### Stored records
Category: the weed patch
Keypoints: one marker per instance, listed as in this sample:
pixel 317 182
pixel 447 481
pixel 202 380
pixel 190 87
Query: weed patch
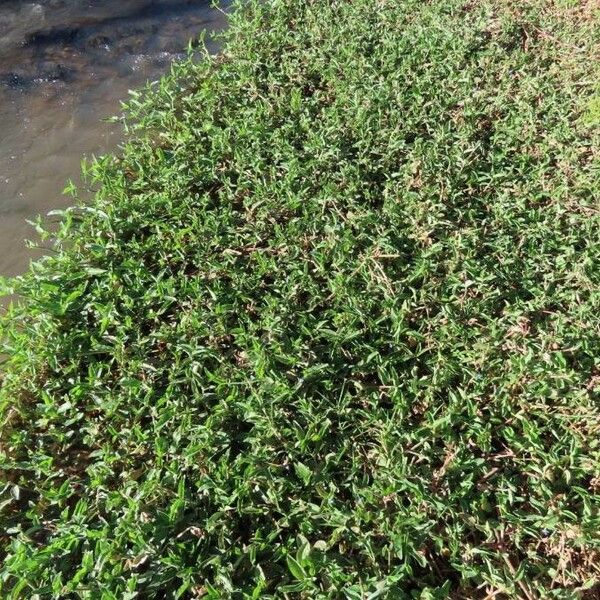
pixel 329 327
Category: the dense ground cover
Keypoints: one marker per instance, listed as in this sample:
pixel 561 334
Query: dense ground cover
pixel 330 326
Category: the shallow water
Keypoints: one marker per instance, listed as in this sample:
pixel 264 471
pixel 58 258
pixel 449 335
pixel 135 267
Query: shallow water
pixel 64 67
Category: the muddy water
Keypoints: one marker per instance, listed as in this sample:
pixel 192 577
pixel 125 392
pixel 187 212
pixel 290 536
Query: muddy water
pixel 64 67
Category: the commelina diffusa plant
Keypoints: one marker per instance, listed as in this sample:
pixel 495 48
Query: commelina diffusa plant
pixel 329 327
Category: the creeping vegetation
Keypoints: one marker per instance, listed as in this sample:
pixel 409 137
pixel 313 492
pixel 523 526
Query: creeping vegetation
pixel 330 325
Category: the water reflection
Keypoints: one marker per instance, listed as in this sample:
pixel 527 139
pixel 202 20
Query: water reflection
pixel 64 65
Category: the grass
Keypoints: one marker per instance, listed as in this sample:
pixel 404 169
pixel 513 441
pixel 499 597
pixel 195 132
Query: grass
pixel 329 326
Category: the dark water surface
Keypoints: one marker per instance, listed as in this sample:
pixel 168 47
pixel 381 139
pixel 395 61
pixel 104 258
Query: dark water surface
pixel 64 66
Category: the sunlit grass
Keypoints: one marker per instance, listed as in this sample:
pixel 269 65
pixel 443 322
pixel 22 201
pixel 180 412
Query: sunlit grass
pixel 329 327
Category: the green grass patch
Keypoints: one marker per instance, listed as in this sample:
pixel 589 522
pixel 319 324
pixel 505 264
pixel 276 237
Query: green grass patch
pixel 329 327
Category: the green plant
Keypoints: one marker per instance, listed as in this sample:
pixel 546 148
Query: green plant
pixel 329 327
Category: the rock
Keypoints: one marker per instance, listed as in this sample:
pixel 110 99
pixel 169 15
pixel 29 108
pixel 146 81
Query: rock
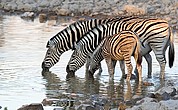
pixel 148 84
pixel 63 12
pixel 133 10
pixel 33 106
pixel 47 102
pixel 86 107
pixel 165 96
pixel 28 15
pixel 170 90
pixel 42 18
pixel 122 106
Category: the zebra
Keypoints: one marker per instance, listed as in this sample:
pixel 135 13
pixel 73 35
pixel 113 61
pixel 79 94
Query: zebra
pixel 120 46
pixel 154 34
pixel 65 39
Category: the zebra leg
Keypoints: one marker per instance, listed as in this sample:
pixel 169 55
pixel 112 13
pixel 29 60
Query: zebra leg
pixel 100 69
pixel 160 56
pixel 122 66
pixel 110 65
pixel 129 67
pixel 149 61
pixel 87 64
pixel 139 68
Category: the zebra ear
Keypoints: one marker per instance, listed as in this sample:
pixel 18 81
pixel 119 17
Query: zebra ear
pixel 50 44
pixel 76 46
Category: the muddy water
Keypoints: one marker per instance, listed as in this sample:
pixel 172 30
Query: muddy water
pixel 22 49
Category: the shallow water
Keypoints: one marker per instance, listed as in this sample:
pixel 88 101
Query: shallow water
pixel 22 49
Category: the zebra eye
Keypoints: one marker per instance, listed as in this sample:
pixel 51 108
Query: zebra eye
pixel 49 52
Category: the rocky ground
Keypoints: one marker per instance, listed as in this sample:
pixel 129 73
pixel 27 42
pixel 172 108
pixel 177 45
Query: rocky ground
pixel 166 8
pixel 166 98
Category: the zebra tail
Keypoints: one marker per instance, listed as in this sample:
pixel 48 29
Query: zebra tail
pixel 138 51
pixel 171 49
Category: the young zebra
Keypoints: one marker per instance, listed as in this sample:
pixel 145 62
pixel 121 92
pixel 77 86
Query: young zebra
pixel 154 34
pixel 65 39
pixel 122 46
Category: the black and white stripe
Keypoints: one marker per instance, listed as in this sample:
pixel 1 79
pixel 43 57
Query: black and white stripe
pixel 154 34
pixel 65 39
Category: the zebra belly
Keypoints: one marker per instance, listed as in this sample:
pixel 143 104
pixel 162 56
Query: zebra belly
pixel 145 49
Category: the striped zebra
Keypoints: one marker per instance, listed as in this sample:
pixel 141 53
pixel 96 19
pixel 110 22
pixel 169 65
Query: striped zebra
pixel 121 47
pixel 154 34
pixel 65 39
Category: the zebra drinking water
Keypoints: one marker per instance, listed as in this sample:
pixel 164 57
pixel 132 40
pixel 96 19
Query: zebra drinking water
pixel 65 39
pixel 121 47
pixel 154 34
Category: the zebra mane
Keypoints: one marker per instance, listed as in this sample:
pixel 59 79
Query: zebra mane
pixel 98 47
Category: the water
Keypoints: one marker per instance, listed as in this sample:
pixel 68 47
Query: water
pixel 22 49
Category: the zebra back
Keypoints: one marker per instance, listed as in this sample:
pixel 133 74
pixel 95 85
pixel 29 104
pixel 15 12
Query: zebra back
pixel 149 30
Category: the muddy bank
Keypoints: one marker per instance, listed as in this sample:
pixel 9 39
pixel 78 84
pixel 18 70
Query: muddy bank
pixel 166 8
pixel 107 7
pixel 166 98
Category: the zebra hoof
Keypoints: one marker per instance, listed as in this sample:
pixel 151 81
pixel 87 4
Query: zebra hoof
pixel 149 76
pixel 132 76
pixel 70 75
pixel 90 75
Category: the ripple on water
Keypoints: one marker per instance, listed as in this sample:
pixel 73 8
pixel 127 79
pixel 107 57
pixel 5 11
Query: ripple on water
pixel 22 48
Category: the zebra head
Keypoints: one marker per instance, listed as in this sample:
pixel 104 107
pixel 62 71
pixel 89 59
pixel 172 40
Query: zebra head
pixel 52 56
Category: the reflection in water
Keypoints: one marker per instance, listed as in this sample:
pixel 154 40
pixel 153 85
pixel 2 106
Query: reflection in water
pixel 21 81
pixel 1 32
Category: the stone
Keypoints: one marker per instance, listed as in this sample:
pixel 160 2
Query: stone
pixel 42 18
pixel 86 107
pixel 133 10
pixel 63 12
pixel 170 90
pixel 33 106
pixel 28 15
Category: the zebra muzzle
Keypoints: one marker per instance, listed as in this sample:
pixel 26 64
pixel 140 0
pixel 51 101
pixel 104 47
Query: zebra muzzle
pixel 43 66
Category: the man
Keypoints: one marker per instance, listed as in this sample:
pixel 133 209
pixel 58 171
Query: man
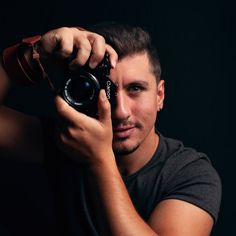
pixel 114 174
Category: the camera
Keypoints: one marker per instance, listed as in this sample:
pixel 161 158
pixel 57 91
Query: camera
pixel 80 88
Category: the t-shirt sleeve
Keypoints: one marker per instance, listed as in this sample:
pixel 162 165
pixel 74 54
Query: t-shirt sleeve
pixel 193 179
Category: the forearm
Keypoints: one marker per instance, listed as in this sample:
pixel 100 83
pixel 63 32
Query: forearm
pixel 5 83
pixel 117 207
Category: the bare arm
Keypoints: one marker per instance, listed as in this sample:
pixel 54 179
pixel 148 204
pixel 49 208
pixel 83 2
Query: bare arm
pixel 91 139
pixel 20 134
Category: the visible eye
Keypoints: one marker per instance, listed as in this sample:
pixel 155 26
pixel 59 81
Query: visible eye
pixel 133 89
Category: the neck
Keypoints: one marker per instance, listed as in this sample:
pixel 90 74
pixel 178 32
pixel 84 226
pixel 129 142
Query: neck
pixel 129 164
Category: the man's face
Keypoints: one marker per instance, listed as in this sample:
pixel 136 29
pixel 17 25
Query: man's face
pixel 138 99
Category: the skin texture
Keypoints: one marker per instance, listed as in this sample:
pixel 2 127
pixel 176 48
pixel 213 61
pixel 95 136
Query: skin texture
pixel 118 142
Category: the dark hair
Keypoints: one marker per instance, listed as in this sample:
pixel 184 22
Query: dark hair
pixel 128 40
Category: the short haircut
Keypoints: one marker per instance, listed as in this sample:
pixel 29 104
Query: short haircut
pixel 128 40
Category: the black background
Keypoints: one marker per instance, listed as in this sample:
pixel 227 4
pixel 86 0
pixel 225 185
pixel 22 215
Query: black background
pixel 196 56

### Task prompt
Please return exactly the lines that run from the line with "pixel 54 179" through the end of the records above, both included, and nothing more.

### Answer to this task
pixel 54 179
pixel 148 204
pixel 49 208
pixel 83 2
Query: bare arm
pixel 91 139
pixel 20 134
Category: the visible eye
Keypoints: one marker per instance, listed as in this sample:
pixel 155 26
pixel 59 81
Query: visible eye
pixel 133 89
Category: the neck
Keypoints: one marker per instance, listed as in this sample:
pixel 90 74
pixel 178 32
pixel 84 226
pixel 129 142
Query: neck
pixel 129 164
Category: the man's face
Keypoints: one marker per instance, listed as in this sample:
pixel 136 29
pixel 17 25
Query: man's face
pixel 138 99
Category: the skin texture
Keypoints: one marker per instance, listed as in this sample:
pixel 2 127
pixel 176 48
pixel 213 61
pixel 95 136
Query: skin texture
pixel 118 142
Category: the dark hair
Keypoints: one marker per instance, listed as in this sample:
pixel 184 22
Query: dark hair
pixel 128 40
Category: the short haircut
Keypoints: one marker per instance, listed as in this sample:
pixel 29 104
Query: short haircut
pixel 128 40
Category: the black background
Keypoints: one marker per instance, listed as in this sample:
pixel 227 4
pixel 86 0
pixel 225 185
pixel 22 215
Query: black background
pixel 196 56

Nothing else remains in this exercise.